[Natural language region descriptions]

• • • • • • •

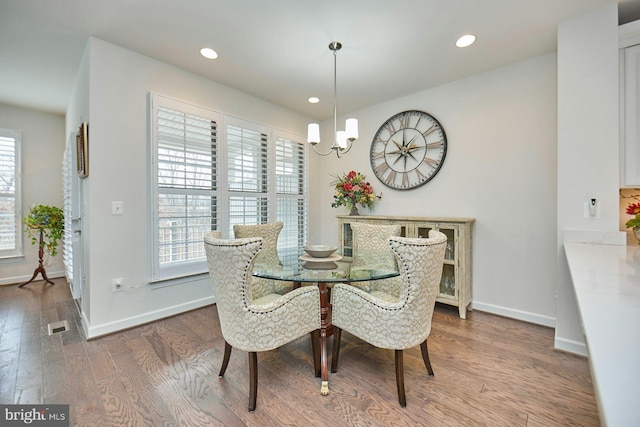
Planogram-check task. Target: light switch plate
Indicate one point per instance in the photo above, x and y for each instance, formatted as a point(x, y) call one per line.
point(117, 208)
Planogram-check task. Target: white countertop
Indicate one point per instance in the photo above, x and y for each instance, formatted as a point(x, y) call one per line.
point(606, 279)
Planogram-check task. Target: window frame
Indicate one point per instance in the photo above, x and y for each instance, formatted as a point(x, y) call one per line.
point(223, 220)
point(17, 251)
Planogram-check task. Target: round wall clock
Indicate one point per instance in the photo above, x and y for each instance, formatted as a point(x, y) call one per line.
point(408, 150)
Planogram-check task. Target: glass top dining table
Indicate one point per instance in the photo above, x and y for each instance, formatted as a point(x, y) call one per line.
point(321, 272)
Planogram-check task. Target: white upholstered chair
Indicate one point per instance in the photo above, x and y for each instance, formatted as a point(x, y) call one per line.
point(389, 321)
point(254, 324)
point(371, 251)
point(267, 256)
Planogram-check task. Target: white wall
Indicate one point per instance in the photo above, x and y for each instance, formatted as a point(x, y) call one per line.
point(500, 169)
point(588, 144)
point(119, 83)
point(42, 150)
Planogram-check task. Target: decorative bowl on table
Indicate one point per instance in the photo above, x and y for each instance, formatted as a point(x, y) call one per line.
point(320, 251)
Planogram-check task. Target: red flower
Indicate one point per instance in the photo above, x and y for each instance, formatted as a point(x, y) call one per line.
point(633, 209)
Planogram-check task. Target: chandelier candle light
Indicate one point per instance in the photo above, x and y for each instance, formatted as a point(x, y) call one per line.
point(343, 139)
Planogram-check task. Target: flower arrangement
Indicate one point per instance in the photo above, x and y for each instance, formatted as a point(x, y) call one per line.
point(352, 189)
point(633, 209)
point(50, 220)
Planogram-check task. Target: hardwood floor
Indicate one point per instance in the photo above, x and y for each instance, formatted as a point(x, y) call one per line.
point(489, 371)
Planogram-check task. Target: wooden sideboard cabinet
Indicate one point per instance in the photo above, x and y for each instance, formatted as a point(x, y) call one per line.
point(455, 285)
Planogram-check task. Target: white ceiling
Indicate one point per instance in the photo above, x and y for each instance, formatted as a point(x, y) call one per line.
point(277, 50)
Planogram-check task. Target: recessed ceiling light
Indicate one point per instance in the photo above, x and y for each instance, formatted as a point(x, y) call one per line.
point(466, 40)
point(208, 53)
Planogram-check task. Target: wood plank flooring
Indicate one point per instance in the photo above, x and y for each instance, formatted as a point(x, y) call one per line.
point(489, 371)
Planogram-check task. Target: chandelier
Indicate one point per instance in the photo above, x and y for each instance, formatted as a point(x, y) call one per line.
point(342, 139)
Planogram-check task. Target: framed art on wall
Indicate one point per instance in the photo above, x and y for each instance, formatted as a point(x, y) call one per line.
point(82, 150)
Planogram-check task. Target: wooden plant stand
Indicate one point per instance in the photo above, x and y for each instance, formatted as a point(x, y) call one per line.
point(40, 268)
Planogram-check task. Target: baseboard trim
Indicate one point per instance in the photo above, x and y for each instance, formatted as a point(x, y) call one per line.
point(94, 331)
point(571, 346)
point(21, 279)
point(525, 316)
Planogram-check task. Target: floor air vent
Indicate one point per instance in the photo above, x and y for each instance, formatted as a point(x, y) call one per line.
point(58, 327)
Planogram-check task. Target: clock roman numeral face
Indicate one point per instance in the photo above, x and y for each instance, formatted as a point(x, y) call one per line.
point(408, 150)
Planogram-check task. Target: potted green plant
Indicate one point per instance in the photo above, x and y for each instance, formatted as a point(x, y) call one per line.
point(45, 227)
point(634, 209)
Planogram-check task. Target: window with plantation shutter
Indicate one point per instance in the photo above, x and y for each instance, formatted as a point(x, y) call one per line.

• • • • • • •

- [WHAT THE TASK ASKS]: Taking the records above, retype every line from the one with "Planogram-check task. Target: baseboard trim" down to the one with "Planogram-check task. Target: clock", exactly and with nothing else.

- [COMPLETED TASK]:
Planogram-check task. Target: baseboard trim
Indicate one point per instance in the photo above, x and y for each instance, formatted as a point(x, y) call one per line.
point(94, 331)
point(571, 346)
point(21, 279)
point(525, 316)
Planogram-check task. Target: floor air vent
Indicate one point per instance in the photo above, x and y for each instance, formatted as a point(x, y) call one per line.
point(58, 327)
Planogram-check task. Target: clock roman numeral face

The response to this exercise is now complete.